= Testo scelto =
• • •
Il Rapporto di Draghi: "Ue in
crisi, deve subito cambiare radicalmente"
BRUXELLES
- Se vuole aumentare la propria produttività, e quindi, nel lungo periodo,
preservare il proprio modello sociale, l'Ue deve "cambiare
radicalmente", perché "siamo già in modalità crisi. Non riconoscerlo
significa ignorare la realtà". E' l'allarme
dell'ex presidente della Bce e del Consiglio Mario Draghi, che presenta a
Bruxelles, insieme alla presidente della Commissione Ursula von der Leyen, il suo rapporto sul futuro della competitività
europea, composto da due documenti, uno riassuntivo di una sessantina di pagine
e l'altro approfondito, di oltre 300 pagine.
"Questo
rapporto - dice Draghi - arriva in un momento difficile per il nostro
continente. Dobbiamo abbandonare l’illusione che solo rimandando si possa
preservare il consenso. In realtà, la procrastinazione ha solo prodotto una
crescita più lenta. E di certo non ha prodotto alcun consenso. Siamo arrivati
al punto in cui, senza agire, dovremo sacrificare il nostro benessere, il
nostro ambiente o la nostra libertà". "Perché la strategia delineata
in questo rapporto abbia successo - aggiunge Draghi - dobbiamo iniziare una
valutazione comune della nostra posizione, degli obiettivi a cui vogliamo dare
priorità, dei rischi che vogliamo evitare e dei compromessi che siamo disposti
a fare. Dobbiamo garantire che le nostre istituzioni, democraticamente elette,
siano al centro di questi dibattiti. Le riforme possono essere veramente
ambiziose e sostenibili solo se godono del sostegno democratico", avverte
infine.
• • •
= Estratti del dataset di puntamento =
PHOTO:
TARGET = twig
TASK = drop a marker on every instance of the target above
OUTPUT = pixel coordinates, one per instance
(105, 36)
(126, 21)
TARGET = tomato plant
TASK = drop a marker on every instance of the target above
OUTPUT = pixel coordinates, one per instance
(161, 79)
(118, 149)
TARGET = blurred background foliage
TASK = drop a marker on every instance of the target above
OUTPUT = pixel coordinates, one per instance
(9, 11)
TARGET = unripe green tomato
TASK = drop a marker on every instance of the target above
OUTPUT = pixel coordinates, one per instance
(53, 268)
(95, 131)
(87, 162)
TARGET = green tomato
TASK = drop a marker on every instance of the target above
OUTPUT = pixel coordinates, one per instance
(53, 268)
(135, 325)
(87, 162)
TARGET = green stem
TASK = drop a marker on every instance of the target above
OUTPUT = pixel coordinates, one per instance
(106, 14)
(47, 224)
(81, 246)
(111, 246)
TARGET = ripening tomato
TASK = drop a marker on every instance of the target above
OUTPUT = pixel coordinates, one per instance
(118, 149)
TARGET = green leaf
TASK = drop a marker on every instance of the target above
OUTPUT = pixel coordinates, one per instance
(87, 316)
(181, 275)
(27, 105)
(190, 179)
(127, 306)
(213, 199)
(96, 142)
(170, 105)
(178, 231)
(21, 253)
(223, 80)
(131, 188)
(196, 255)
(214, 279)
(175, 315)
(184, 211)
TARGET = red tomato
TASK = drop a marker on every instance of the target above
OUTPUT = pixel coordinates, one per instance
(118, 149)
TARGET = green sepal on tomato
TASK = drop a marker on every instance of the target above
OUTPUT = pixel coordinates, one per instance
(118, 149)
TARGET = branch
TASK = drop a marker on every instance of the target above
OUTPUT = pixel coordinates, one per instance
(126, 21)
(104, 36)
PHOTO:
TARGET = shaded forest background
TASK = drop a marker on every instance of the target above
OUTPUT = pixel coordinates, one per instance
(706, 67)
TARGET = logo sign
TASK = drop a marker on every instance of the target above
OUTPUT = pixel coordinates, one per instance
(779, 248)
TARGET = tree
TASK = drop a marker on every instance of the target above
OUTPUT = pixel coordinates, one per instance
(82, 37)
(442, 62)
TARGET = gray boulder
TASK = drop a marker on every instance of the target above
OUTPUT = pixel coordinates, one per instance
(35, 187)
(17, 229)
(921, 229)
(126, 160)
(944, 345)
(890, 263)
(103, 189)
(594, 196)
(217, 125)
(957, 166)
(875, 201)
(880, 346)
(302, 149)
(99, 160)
• • •
= Cose da fare =
(1) Trasforma in una tabella Markdown con le colonne Nr e Riga le righe dei record che partono da quella contenente "TARGET = gray boulder" e arrivano fino alla fine dei record, numerandole e tralasciando le righe vuote.
(2) Continua l'articolo sul rapporto Draghi dopo la sua ultima frase.
Il testo e i record non hanno alcun legame tra loro.

= Le risposte =
(1)
| Nr | Riga |
|---|---|
| 1 | TARGET = gray boulder |
| 2 | TASK = drop a marker on every instance of the target above |
| 3 | OUTPUT = pixel coordinates, one per instance |
| 4 | (35, 187) |
| 5 | (17, 229) |
| 6 | (921, 229) |
| 7 | (126, 160) |
| 8 | (944, 345) |
| 9 | (890, 263) |
| 10 | (103, 189) |
| 11 | (594, 196) |
| 12 | (217, 125) |
| 13 | (957, 166) |
| 14 | (875, 201) |
| 15 | (880, 346) |
| 16 | (302, 149) |
| 17 | (99, 160) |

(2)
"Se
l’Europa non potrà diventare più produttiva - avverte - saremo costretti a
scegliere. Non saremo in grado di diventare, allo stesso tempo, leader nelle
nuove tecnologie, un faro della responsabilità climatica e un attore
indipendente sulla scena mondiale. Non saremo in grado di finanziare il nostro
modello sociale. Dovremo ridimensionare alcune, se non tutte, le nostre
ambizioni. Questa è una sfida esistenziale".
"I
valori fondamentali dell’Europa - aggiunge - sono prosperità, equità, libertà,
pace e democrazia in un ambiente sostenibile. L’Ue esiste per garantire che gli
europei possano sempre beneficiare di questi diritti fondamentali. Se l’Europa
non sarà più in grado di fornirli ai suoi cittadini, o se dovrà barattare l’uno
con l’altro, avrà perso la sua ragion d’essere. L’unico modo per affrontare
questa sfida è crescere e diventare più produttivi, preservando i nostri valori
di equità e inclusione sociale. E l’unico modo per diventare più produttiva è
che l’Europa cambi radicalmente", afferma.
Se
non vogliono continuare ad arretrare in un contesto internazionale in rapida
evoluzione, l'Unione Europea e i suoi Stati membri devono "agire" e
smetterla di "procrastinare", di rinviare le decisioni che devono
essere prese, nell'"illusione" di preservare in questo modo il
"consenso" degli elettori. L'Unione Europea deve agire per
riformarsi, se non vuole spegnersi in una "lenta agonia". "Non è
così - risponde a chi gli chiede se il messaggio sia "fate questo o
morirete" - è piuttosto: fatelo, o sarà una lenta agonia".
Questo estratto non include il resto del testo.